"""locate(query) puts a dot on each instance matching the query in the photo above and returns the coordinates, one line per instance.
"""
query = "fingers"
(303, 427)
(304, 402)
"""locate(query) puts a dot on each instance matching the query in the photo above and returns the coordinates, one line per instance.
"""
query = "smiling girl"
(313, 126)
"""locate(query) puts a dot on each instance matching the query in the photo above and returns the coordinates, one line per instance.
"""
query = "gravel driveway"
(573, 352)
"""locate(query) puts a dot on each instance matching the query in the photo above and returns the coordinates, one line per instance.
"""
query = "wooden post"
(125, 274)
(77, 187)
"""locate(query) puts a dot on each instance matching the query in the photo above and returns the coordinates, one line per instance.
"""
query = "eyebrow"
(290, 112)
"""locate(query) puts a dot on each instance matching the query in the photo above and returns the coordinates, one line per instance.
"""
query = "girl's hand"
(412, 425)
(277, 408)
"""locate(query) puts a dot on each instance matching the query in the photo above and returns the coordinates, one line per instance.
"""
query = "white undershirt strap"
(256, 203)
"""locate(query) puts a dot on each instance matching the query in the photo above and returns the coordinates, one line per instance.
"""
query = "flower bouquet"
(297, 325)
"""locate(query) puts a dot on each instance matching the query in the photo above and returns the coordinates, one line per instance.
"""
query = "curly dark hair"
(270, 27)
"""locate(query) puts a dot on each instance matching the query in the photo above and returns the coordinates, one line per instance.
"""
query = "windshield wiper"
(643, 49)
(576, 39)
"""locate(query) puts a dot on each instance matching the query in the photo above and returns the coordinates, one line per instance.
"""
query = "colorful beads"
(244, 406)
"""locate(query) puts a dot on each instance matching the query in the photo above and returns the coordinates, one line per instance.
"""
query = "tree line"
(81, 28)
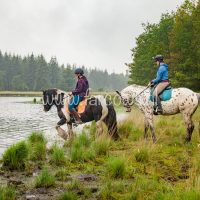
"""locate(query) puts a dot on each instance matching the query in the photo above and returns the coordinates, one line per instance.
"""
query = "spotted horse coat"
(98, 109)
(183, 101)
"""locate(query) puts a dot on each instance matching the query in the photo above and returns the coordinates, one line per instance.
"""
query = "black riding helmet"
(79, 71)
(159, 58)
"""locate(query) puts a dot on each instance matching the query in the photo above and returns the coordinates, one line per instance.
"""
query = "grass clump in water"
(7, 193)
(67, 196)
(80, 149)
(36, 137)
(37, 143)
(116, 167)
(142, 156)
(45, 179)
(101, 145)
(16, 156)
(57, 156)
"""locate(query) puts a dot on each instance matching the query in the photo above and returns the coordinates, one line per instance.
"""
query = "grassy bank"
(89, 168)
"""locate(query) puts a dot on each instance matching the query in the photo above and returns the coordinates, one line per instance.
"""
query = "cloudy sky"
(94, 33)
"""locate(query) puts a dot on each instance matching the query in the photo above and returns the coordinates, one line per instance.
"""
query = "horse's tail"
(111, 121)
(198, 96)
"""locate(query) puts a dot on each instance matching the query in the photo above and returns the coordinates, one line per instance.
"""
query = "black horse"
(98, 108)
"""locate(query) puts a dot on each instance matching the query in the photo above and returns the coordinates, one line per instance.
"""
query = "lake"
(18, 118)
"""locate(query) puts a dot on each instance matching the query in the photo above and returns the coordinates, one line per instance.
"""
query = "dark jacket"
(82, 87)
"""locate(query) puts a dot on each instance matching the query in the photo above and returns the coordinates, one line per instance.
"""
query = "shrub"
(116, 167)
(15, 157)
(45, 179)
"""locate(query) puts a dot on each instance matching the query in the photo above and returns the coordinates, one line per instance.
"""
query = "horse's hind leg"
(189, 125)
(146, 128)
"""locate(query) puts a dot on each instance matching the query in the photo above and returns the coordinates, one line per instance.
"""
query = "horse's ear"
(118, 93)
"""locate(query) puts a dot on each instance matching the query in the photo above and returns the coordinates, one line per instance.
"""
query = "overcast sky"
(94, 33)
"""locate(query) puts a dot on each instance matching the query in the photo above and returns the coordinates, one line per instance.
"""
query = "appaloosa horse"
(183, 101)
(98, 108)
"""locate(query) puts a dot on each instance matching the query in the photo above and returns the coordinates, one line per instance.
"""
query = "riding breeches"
(76, 99)
(160, 87)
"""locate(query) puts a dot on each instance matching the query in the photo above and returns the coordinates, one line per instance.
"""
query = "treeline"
(177, 37)
(34, 73)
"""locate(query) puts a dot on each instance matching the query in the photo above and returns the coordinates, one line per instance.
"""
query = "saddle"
(81, 106)
(165, 95)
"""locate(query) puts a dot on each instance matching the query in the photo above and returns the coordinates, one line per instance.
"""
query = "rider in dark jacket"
(81, 90)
★ ★ ★
▶ **WORK ORDER**: The listing above must be retyped word for word, without the pictures.

▶ **RESPONSE TO THIS TASK**:
"""locate(query) puts a dot on each instance matching the query in the photo above and returns the coordinates, one line per instance.
"""
query = "fingers"
(303, 427)
(304, 402)
"""locate(query) puts a dot on each instance matching the query in the photo above and returns the coordinates, one line per instance.
"""
query = "smiling girl"
(313, 126)
"""locate(query) puts a dot on each instance matching the query in the photo above and returns the coordinates, one line per instance.
"""
query = "gravel driveway"
(573, 352)
"""locate(query) puts a dot on each instance matching the query in the photo above and returns the coordinates, one line per instance.
"""
query = "wooden post"
(125, 274)
(77, 187)
"""locate(query) puts a dot on each instance matching the query in the photo above and returns the coordinates, one line per instance.
"""
query = "eyebrow"
(290, 112)
"""locate(query) puts a dot on each instance matching the query in the photo above and returns the coordinates, one line per instance.
"""
query = "girl's hand"
(412, 425)
(277, 408)
"""locate(query) puts a dot on each instance matching the query in the photo above and returns the coordinates, one line per instance.
"""
query = "white undershirt strap"
(256, 203)
"""locate(query) puts a dot on each instance matching the query in the photo above and returns the coordinates, one line per instance.
"""
query = "flower bouquet"
(297, 325)
"""locate(query) puts a dot on each instance matching the query in the photo above and returns the coordinates, one line per instance.
"""
query = "curly dark hair"
(270, 27)
"""locate(query) puts a dot on each instance matching the query in the photo above and returns the coordinates, one line per instance.
"""
query = "windshield wiper"
(643, 49)
(576, 39)
"""locate(query) puts a dot on each instance matching the query in the photo above and returns the coordinates, one line per instance.
"""
query = "colorful beads"
(244, 406)
"""locate(query) puts a dot on each instance matching the query in the photo above and returns the coordinates, one line per instance.
"""
query = "tree line"
(81, 28)
"""locate(query) puts a dot on each instance matching the query in the photo above and returns the coordinates, one line per instance.
"""
query = "spotted horse coat"
(98, 109)
(183, 101)
"""locate(query) puts a dot on each instance matching the query in the photo above and returns the coordinates, one line per instance.
"""
query = "black riding helmet"
(79, 71)
(159, 58)
"""locate(query) puts a dot on each instance matching the query in the photo above and returns the coordinates, one line per instance.
"""
query = "grass clump in water"
(7, 193)
(67, 196)
(80, 149)
(36, 137)
(37, 143)
(116, 167)
(142, 156)
(45, 179)
(101, 145)
(16, 156)
(57, 156)
"""locate(query) puts a dot on each instance matching the query in the photo above and returns the coordinates, one line per instance.
"""
query = "grassy bank"
(89, 168)
"""locate(query) puts a dot on each instance matching the query in the photo above and returns the coordinates, one line per instance.
"""
query = "cloudy sky"
(94, 33)
"""locate(query) puts a dot on each instance matching the query in the photo above and returns the coordinates, one line per instance.
"""
query = "horse's tail"
(111, 121)
(198, 96)
"""locate(query) puts a dot on each instance matching the query in the photo above and returns the coordinates, one line per instance.
"""
query = "black horse"
(98, 108)
"""locate(query) puts a dot on each instance matching the query in the photo above and returns the coordinates, one line per instance.
"""
query = "lake"
(18, 118)
"""locate(query) puts a dot on each instance matching the query in the photo above and returns the coordinates, one line per instance.
"""
query = "dark jacket"
(82, 87)
"""locate(query) puts a dot on each instance matching the query in the photo above and returns the coordinates, one line per instance.
"""
query = "shrub"
(116, 167)
(15, 157)
(45, 179)
"""locate(query) puts a dot on each instance matching the query in the photo above and returns the coordinates, one line per instance.
"""
query = "horse's hind leg"
(189, 125)
(146, 128)
"""locate(query) puts a dot on each instance matching the query in the photo above and returns the coordinates, one line per instance.
"""
query = "horse's ear"
(118, 93)
"""locate(query) puts a dot on each instance matching the query in the photo above and returns the coordinates, one line per instance.
"""
query = "overcast sky"
(94, 33)
"""locate(query) puts a dot on each instance matching the query in the photo above and returns the coordinates, one line per instance.
"""
query = "appaloosa horse"
(183, 101)
(98, 108)
"""locate(query) puts a dot on each instance matching the query in the photo above and returns the coordinates, one line per instance.
"""
query = "riding breeches"
(76, 99)
(160, 87)
"""locate(query) puts a dot on each instance matching the query in the photo above and returns the coordinates, one line per instance.
"""
query = "treeline"
(177, 37)
(34, 73)
"""locate(query) puts a dot on each instance matching the query in the photo above and returns the coordinates, one line per instance.
"""
query = "saddle"
(81, 106)
(165, 95)
"""locate(query) puts a dot on each instance matching the query in the photo above and returns the coordinates, one line per instance.
"""
query = "rider in dark jacket"
(81, 90)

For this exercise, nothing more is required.